* Metin Alıntısı
....

Zaman Makinesi

Bir şeyi yarım yaptıysan, hiç yapmamışsındır aslında. 'Geri dönsem, bir fırsatım olsa, sadece ufak bir şey değiştirsem her şey çok farklı olurdu' demez miyiz hepimiz...

NTV Spor 21 Nis 2014
Zaman Makinesi

Bir şeyi yarım yaptıysan, hiç yapmamışsındır aslında.

'Geri dönsem, bir fırsatım olsa, sadece ufak bir şey değiştirsem her şey çok farklı olurdu' demez miyiz hepimiz...

Hayır hayır 'Gelin hep beraber keşkelerde yaşayalım' diyen bir yazı değil bu... Bu yazı hayatın tamamen seçimler üzerine olduğunu hatırlatan, hayallerin gezdiği gökyüzünden düşmüş ufak bir toz bulutu sadece...

Üstelik bu satırların yazarı 'Her şey bitene kadar hiçbir şey bitmemiştir' felsefesine inanır, onun için keşkelerde yaşamaktansa, hep umut taşır. Hayalcilik mi? Hayaller olmalıdır aslında hayatımızın gayesi... Gerçekleştirmek için yaşanacak, uğruna bir ömür adanacak değerde olan hayaller...

....

* Sağlanan Bilgiler
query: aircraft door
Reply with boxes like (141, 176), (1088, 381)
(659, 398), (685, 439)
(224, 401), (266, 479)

....

* Görev A
Zaman makinesi yazısında "Üstelik bu satırların" ile başlayıp "değerde olan hayaller..." ile biten bölümü, iki uç da dahil olmak üzere aynen yazın.
* Görev B
Zaman makinesi başlıklı yazıyı kaldığı yerden sürdürün.
Bu iş için satırlara ihtiyaç yoktur.

* Beklenen Çıktı A
Üstelik bu satırların yazarı 'Her şey bitene kadar hiçbir şey bitmemiştir' felsefesine inanır, onun için keşkelerde yaşamaktansa, hep umut taşır. Hayalcilik mi? Hayaller olmalıdır aslında hayatımızın gayesi... Gerçekleştirmek için yaşanacak, uğruna bir ömür adanacak değerde olan hayaller...

* Beklenen Çıktı B
Parçalanan edebiyatı biraz kenara koyalım ve spor sahalarına doğru geçiş yaparak başlayalım 'Ya tarih başka türlü işleseydi' güzellememize...

Bu konu açılınca aklıma ilk olarak hep Michael Jordan gelir. Michael Jordan'ın yer aldığı 1984 draftında Houston Rockets, ilk tur 1. sıradan Hakeem (The Dream) Olajuwon'ı seçer. Bu bugün bile anlaşılabilecek bir seçimdir. Süper yetenek bir uzun dünyaya çok az gelen gelir, üstelik şampiyonluk da kazandırarak Roketler'e görevini yapmıştır. Ancak esas hikaye sonrasında yaşanır. 2. sıra seçim hakkı elinde bulunan Portland Trail Blazers, Michael Jordan'ı es geçerek Sam Bowie'yi kadrosuna katar. Forvet Bowie, sakatlıklarla boğuştuğu kariyerini sıradan sularda ve biraz sert bir ifadeyle 'bir baltaya sap olamadan' noktalar. 3. sıra seçimi elinde olan Chicago Bulls ise North Carolina'dan Michael Jordan'ı seçer... Uzatmaya gerek yok gerisini biliyorsunuz: Basketbol dünyasında bir daha hiçbir şey eskisi gibi olmaz.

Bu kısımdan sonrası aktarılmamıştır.